WHAT TO DO>
Given the records below, would you repeat exactly the lines that begin at the one containing "Kindly outline every instance of the thumb" and end at the one containing "Kindly outline every instance of the purple", inclusive?

INPUT MATERIAL>

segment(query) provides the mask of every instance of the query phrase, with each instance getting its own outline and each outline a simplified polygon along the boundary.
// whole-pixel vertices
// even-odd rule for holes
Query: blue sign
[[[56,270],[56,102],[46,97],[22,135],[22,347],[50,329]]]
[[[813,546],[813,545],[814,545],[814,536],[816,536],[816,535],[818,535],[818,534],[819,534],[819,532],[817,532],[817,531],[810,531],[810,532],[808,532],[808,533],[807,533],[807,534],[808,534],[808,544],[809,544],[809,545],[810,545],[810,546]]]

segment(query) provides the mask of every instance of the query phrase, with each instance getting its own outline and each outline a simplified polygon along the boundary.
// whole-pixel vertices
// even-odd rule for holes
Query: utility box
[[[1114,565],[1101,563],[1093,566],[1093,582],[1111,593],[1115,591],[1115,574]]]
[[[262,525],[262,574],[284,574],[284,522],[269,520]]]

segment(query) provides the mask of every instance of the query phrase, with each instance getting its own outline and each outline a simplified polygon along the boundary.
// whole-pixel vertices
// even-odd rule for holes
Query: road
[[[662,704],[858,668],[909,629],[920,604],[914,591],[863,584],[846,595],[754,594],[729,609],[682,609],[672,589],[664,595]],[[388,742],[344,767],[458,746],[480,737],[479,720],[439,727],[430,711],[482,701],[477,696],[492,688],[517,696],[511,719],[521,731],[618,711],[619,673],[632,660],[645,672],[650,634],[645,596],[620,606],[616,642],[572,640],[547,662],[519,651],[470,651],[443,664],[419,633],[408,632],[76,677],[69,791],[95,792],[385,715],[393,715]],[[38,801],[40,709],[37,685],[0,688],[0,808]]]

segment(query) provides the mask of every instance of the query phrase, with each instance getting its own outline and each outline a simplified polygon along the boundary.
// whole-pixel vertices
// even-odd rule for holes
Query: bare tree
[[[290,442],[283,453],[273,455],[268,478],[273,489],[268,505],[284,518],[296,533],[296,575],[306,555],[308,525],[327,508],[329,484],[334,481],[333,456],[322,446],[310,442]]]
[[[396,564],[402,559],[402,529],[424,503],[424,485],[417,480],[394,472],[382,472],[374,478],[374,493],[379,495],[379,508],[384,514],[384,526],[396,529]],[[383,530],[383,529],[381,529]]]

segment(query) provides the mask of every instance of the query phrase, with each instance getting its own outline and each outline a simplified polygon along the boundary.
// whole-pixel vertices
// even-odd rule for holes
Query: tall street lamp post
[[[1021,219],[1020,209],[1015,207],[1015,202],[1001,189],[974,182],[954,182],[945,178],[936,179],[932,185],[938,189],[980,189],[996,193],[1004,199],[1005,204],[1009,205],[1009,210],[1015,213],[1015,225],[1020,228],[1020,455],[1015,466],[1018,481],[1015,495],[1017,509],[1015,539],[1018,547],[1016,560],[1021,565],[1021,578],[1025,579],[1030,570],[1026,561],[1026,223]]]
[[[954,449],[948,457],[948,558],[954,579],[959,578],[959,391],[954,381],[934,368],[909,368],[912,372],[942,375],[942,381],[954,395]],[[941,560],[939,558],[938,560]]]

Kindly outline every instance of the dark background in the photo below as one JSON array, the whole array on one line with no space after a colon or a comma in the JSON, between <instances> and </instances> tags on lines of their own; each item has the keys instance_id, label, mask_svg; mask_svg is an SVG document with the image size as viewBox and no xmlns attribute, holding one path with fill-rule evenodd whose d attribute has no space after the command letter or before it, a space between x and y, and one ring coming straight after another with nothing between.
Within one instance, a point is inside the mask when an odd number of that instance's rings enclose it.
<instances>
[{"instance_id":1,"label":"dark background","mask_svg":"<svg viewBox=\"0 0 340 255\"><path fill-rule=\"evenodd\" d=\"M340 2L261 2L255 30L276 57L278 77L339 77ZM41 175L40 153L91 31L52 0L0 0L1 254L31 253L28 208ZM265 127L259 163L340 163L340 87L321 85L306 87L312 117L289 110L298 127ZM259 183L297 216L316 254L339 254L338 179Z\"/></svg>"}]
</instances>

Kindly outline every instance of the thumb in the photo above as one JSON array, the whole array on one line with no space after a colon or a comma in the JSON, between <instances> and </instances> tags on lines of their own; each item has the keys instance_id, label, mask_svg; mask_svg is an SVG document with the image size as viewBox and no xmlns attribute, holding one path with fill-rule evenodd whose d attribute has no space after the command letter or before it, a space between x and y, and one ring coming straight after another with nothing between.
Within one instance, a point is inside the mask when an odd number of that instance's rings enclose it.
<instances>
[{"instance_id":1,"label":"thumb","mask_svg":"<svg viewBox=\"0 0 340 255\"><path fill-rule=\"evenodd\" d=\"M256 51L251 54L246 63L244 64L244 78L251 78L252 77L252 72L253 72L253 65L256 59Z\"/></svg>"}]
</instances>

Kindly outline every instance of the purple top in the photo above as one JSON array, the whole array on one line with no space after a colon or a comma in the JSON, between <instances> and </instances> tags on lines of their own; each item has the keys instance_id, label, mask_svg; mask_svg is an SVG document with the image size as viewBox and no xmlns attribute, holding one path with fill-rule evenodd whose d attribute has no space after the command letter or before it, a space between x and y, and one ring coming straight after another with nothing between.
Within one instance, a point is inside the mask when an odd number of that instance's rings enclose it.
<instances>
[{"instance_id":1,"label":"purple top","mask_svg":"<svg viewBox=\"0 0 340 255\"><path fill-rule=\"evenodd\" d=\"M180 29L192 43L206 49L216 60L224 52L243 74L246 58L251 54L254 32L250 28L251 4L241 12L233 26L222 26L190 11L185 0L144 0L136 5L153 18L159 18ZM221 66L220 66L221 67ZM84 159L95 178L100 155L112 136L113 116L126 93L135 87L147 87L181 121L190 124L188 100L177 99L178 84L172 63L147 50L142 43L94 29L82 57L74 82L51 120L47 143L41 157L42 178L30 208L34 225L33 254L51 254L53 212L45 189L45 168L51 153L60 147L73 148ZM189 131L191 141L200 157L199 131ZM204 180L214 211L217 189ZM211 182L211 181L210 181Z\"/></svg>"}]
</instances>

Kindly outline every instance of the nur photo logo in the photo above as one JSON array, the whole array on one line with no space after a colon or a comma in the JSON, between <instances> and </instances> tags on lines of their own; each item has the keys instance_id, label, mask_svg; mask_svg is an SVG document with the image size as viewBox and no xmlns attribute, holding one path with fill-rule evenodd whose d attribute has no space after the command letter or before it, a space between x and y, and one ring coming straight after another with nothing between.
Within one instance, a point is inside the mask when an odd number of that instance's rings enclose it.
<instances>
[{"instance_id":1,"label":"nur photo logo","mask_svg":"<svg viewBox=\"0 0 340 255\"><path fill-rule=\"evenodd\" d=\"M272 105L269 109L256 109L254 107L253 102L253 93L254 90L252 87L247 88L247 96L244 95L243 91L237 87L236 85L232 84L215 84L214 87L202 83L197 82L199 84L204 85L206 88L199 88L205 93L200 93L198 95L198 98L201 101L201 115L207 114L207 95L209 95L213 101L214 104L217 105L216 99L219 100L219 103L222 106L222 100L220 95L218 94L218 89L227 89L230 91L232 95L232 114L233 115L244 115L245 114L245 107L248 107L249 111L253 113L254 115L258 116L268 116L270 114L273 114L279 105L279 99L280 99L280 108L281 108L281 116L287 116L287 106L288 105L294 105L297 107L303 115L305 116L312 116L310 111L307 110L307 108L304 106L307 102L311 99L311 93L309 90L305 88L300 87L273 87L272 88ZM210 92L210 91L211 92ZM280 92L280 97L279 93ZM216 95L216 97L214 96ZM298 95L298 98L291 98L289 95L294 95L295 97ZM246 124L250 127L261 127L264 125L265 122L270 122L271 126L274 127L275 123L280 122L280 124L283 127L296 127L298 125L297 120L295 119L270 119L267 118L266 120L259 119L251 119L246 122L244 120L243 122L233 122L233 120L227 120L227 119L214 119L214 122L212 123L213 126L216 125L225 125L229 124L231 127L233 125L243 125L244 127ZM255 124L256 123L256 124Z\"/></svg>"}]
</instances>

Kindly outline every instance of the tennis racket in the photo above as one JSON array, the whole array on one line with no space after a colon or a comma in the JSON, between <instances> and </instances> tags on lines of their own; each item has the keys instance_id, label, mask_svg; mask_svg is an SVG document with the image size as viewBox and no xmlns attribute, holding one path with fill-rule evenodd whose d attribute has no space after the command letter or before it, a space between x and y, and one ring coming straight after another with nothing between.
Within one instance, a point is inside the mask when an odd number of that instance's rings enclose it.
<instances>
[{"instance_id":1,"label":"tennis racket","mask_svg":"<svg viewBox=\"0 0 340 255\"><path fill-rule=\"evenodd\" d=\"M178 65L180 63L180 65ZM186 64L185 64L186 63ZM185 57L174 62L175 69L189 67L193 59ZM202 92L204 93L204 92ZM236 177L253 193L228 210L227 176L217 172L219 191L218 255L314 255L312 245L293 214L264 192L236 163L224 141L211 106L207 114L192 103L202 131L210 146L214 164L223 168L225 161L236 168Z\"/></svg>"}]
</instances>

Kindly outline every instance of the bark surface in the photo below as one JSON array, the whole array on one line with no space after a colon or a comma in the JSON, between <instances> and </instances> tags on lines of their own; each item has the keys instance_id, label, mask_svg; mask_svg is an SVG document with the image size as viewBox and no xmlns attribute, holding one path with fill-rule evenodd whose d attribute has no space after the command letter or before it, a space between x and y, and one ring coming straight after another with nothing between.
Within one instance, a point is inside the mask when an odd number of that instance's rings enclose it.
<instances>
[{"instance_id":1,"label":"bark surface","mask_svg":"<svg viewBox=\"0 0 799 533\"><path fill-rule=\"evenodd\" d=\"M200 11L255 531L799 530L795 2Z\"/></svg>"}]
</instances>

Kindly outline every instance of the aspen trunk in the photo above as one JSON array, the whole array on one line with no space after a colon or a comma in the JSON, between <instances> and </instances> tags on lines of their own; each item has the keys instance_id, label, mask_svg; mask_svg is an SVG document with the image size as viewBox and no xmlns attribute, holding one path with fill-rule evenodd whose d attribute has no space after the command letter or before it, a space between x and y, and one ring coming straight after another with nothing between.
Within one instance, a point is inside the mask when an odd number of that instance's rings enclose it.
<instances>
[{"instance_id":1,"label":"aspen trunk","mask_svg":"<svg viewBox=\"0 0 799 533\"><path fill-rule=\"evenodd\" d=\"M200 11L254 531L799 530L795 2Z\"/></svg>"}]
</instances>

ANSWER TO THE EXERCISE>
Kindly outline every instance of the thumb in the photo above as one JSON array, the whole array on one line with no space after a colon or a comma in the JSON, between <instances> and </instances> tags on lines of their own; each item has the keys instance_id, label, mask_svg; mask_svg is an SVG document with the image size as viewBox and no xmlns attribute, holding one path with fill-rule evenodd whose d attribute has no space after the command letter or before it, a space between x and y, and one ring coming straight after another with nothing between.
Within one instance, a point is inside the mask when an odd number of that instance's rings enclose it.
<instances>
[{"instance_id":1,"label":"thumb","mask_svg":"<svg viewBox=\"0 0 340 255\"><path fill-rule=\"evenodd\" d=\"M256 51L251 54L246 63L244 64L244 78L251 78L252 77L252 72L253 72L253 65L256 59Z\"/></svg>"}]
</instances>

Kindly outline every instance of the purple top in the photo above as one JSON array, the whole array on one line with no space after a colon or a comma in the JSON, between <instances> and </instances> tags on lines of their own; each item has the keys instance_id, label, mask_svg; mask_svg is an SVG document with the image size as viewBox and no xmlns attribute, holding one path with fill-rule evenodd whose d attribute has no space after the command letter or before it, a space between x and y, and one ring coming straight after another with nothing between.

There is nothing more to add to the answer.